◆ **Your goal**: Extract, unchanged, the lines of the records below from the line containing "trace: mountain" through the end of the records, including both ends.

Part of a data file
****************

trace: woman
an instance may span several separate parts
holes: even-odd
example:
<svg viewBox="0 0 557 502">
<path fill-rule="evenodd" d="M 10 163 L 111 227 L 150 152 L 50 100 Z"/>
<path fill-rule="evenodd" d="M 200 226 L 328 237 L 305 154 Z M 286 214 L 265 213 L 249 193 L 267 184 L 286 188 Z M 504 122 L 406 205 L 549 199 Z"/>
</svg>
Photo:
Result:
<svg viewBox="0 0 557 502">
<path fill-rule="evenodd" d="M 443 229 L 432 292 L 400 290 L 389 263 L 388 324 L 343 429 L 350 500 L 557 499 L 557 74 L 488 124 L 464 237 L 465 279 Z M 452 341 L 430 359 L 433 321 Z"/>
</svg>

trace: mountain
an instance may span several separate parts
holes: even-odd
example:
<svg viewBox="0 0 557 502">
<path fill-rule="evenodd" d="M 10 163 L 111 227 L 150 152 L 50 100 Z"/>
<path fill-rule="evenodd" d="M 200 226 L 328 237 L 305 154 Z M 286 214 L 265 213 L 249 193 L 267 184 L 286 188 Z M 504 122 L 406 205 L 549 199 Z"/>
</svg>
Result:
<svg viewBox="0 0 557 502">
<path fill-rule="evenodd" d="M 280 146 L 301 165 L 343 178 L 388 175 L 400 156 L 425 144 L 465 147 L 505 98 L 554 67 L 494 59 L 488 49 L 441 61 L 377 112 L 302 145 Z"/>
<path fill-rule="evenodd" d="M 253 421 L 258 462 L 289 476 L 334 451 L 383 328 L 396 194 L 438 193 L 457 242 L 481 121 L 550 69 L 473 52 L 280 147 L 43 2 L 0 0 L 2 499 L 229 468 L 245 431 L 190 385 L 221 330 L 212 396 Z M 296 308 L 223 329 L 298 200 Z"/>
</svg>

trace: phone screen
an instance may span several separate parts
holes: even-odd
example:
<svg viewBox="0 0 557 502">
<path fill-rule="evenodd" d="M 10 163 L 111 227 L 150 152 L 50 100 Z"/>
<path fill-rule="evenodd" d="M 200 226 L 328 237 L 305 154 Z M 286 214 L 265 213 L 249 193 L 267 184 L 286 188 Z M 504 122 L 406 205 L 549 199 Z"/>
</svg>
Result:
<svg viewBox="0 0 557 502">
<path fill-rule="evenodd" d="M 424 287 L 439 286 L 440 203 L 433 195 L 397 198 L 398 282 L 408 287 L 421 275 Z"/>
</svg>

****************

◆ **Solution to this task**:
trace: mountain
an instance may span several separate parts
holes: even-odd
example:
<svg viewBox="0 0 557 502">
<path fill-rule="evenodd" d="M 10 163 L 111 227 L 150 152 L 50 100 Z"/>
<path fill-rule="evenodd" d="M 200 226 L 328 237 L 305 154 Z M 286 214 L 265 213 L 249 193 L 267 184 L 286 188 Z M 504 122 L 406 205 L 549 199 Z"/>
</svg>
Result:
<svg viewBox="0 0 557 502">
<path fill-rule="evenodd" d="M 280 146 L 301 165 L 343 178 L 388 175 L 400 156 L 425 144 L 465 147 L 505 98 L 554 67 L 494 59 L 488 49 L 441 61 L 377 112 L 302 145 Z"/>
<path fill-rule="evenodd" d="M 253 421 L 258 462 L 289 476 L 334 451 L 383 328 L 396 194 L 438 193 L 457 242 L 481 121 L 550 69 L 473 52 L 280 147 L 43 2 L 0 0 L 2 499 L 229 468 L 245 431 L 190 385 L 221 330 L 212 396 Z M 296 308 L 223 329 L 298 200 Z"/>
</svg>

trace: phone screen
an instance may span several separate parts
holes: even-odd
example:
<svg viewBox="0 0 557 502">
<path fill-rule="evenodd" d="M 10 163 L 111 227 L 150 152 L 50 100 Z"/>
<path fill-rule="evenodd" d="M 200 226 L 328 237 L 305 154 Z M 286 214 L 265 213 L 249 193 L 267 184 L 286 188 Z M 504 122 L 406 205 L 549 199 Z"/>
</svg>
Result:
<svg viewBox="0 0 557 502">
<path fill-rule="evenodd" d="M 424 287 L 439 286 L 440 203 L 433 195 L 397 198 L 398 282 L 408 287 L 421 275 Z"/>
</svg>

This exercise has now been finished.